▸ WORK TO COMPLETE
Copy the rows below word for word, from the very first line through the line containing "[0,178,47,262]", with both ends included. Leave the pictures out.

▸ DATA SHOWN
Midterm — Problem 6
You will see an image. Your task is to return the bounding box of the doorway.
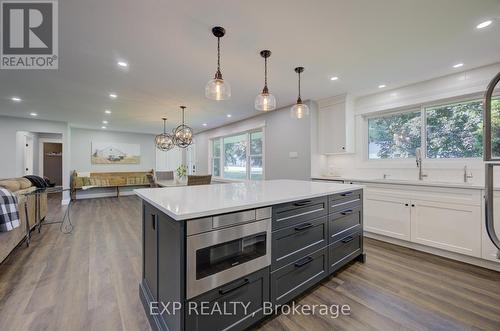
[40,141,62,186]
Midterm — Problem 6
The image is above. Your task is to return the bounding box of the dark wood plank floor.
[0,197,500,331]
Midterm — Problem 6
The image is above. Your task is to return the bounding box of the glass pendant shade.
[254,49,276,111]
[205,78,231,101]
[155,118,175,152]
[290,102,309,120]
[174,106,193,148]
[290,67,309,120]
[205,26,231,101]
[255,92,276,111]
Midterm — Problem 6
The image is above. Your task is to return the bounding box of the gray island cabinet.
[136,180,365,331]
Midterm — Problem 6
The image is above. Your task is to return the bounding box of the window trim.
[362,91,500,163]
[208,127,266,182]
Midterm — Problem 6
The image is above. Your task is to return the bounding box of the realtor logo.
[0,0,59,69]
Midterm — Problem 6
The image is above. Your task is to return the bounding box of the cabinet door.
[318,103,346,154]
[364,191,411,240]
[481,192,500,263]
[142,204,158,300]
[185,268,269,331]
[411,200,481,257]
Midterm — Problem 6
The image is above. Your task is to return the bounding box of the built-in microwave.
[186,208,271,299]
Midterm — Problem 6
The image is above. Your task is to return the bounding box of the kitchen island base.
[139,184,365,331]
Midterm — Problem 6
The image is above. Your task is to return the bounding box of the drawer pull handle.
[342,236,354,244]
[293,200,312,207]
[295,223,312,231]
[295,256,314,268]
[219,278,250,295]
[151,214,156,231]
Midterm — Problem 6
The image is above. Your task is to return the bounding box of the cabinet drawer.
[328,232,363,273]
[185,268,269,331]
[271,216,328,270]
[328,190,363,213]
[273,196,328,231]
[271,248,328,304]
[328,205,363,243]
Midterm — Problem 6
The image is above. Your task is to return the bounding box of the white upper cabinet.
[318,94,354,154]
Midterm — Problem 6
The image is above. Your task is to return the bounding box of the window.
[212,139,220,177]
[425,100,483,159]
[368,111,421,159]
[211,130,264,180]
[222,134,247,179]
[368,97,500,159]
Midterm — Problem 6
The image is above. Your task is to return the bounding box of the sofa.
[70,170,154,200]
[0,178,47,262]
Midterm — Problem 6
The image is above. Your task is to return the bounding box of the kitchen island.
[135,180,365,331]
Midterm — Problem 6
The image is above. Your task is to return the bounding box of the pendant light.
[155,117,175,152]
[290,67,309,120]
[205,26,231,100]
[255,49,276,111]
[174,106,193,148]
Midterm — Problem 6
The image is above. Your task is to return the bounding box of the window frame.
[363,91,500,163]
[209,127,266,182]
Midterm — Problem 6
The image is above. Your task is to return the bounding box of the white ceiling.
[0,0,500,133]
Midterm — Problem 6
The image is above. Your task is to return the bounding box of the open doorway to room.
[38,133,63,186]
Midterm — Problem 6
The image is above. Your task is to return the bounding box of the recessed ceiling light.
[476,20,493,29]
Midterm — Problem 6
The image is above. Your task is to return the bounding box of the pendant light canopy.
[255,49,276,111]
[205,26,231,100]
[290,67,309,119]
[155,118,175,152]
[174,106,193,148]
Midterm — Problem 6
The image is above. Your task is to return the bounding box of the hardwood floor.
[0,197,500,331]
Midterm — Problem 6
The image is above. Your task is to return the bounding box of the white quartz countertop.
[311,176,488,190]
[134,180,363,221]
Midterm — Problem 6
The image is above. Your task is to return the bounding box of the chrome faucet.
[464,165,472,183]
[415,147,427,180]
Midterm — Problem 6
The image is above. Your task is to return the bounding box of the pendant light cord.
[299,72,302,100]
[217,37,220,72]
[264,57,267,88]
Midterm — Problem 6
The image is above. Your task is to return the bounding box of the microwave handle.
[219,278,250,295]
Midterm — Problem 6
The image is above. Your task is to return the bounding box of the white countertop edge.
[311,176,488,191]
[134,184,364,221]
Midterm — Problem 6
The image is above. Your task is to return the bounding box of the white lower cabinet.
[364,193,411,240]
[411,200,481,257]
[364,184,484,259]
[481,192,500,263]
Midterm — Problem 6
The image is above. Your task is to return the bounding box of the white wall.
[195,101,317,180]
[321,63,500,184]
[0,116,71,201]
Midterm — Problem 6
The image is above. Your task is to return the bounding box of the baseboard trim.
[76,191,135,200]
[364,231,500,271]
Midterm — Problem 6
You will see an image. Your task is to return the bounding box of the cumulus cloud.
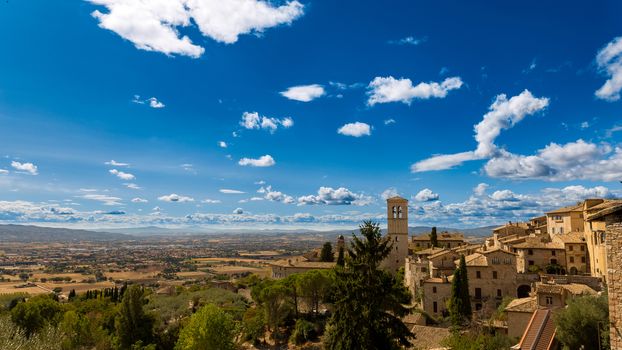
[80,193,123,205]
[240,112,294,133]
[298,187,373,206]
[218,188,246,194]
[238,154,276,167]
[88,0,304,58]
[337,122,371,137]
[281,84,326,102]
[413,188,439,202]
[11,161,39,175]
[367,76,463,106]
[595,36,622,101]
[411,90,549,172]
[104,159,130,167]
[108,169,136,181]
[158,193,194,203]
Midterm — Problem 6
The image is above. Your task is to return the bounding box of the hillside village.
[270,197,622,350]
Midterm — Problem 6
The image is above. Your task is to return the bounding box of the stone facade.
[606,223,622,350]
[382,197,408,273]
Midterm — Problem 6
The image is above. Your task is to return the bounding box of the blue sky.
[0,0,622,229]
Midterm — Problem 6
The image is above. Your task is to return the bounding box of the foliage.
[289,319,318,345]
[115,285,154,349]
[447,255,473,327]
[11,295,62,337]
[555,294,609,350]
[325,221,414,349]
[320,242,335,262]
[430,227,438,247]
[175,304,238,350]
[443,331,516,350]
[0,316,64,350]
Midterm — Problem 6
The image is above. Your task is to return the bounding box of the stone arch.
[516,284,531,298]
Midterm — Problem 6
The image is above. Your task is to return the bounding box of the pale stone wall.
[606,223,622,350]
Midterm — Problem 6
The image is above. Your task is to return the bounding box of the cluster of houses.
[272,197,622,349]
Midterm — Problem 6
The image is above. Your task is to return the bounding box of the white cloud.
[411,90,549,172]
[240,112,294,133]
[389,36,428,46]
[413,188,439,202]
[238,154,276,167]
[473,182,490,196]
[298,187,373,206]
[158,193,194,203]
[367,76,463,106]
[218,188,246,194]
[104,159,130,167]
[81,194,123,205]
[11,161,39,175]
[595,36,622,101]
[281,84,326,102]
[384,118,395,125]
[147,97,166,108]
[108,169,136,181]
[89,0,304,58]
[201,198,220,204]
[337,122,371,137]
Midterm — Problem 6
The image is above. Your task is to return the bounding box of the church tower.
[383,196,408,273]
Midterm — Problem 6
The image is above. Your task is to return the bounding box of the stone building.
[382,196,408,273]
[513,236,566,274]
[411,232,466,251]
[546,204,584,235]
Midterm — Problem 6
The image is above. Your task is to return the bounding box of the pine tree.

▸ ANSWER FOR THIS EXERCISE
Midterm — Problem 6
You will see an image. Your task is to return the bounding box of the doorway.
[40,141,62,186]
Midterm — Problem 6
The image is above. Your task is to return the bounding box of the dark wood plank floor.
[0,197,500,331]
Midterm — Problem 6
The image is above. Your task is to return the bounding box of the glass pendant shade.
[254,49,276,111]
[205,78,231,101]
[155,118,175,152]
[290,102,309,120]
[174,106,193,148]
[290,67,309,120]
[205,26,231,101]
[255,92,276,111]
Midterm — Problem 6
The image is above. Your task is to return the bounding box of the gray island cabinet.
[136,180,365,331]
Midterm — Problem 6
The image is above. Your task is to return the bounding box of the window trim.
[362,91,500,163]
[208,127,266,182]
Midterm — Problem 6
The image is above. Your task is to return the bounding box of the realtor logo.
[0,0,59,69]
Midterm — Problem 6
The image is above. Your task is to return the bounding box of the cabinet door.
[318,103,346,154]
[364,191,411,240]
[481,192,500,263]
[142,204,158,300]
[185,268,269,331]
[411,200,481,257]
Midterm — Problem 6
The image is above. Your task is to return the bounding box of the built-in microwave.
[186,208,271,299]
Midterm — Problem 6
The image is above. Your task is to return the bounding box of the kitchen island base.
[139,184,365,331]
Midterm — Problem 6
The image is above. Your task is to return the bounding box of the drawer pull handle.
[342,236,354,244]
[293,200,312,207]
[295,223,312,231]
[295,256,314,268]
[219,278,250,295]
[151,214,156,231]
Midterm — Problem 6
The image is above. Your task is to return the bounding box of the cabinet drawer.
[328,232,363,273]
[185,268,269,331]
[271,216,328,270]
[328,190,363,213]
[273,196,328,231]
[271,248,328,304]
[328,205,363,243]
Midterm — Problem 6
The image is above. Your task is to return the bounding box of the white upper cabinet.
[318,94,354,154]
Midterm — Problem 6
The image is above. Your task is to return the bounding box of the window.
[212,139,220,177]
[425,100,483,159]
[368,111,421,159]
[211,130,264,180]
[222,134,247,179]
[368,97,500,159]
Midterm — Problem 6
The image is above. Your task is to return the bounding box of the sofa.
[70,170,154,200]
[0,178,47,262]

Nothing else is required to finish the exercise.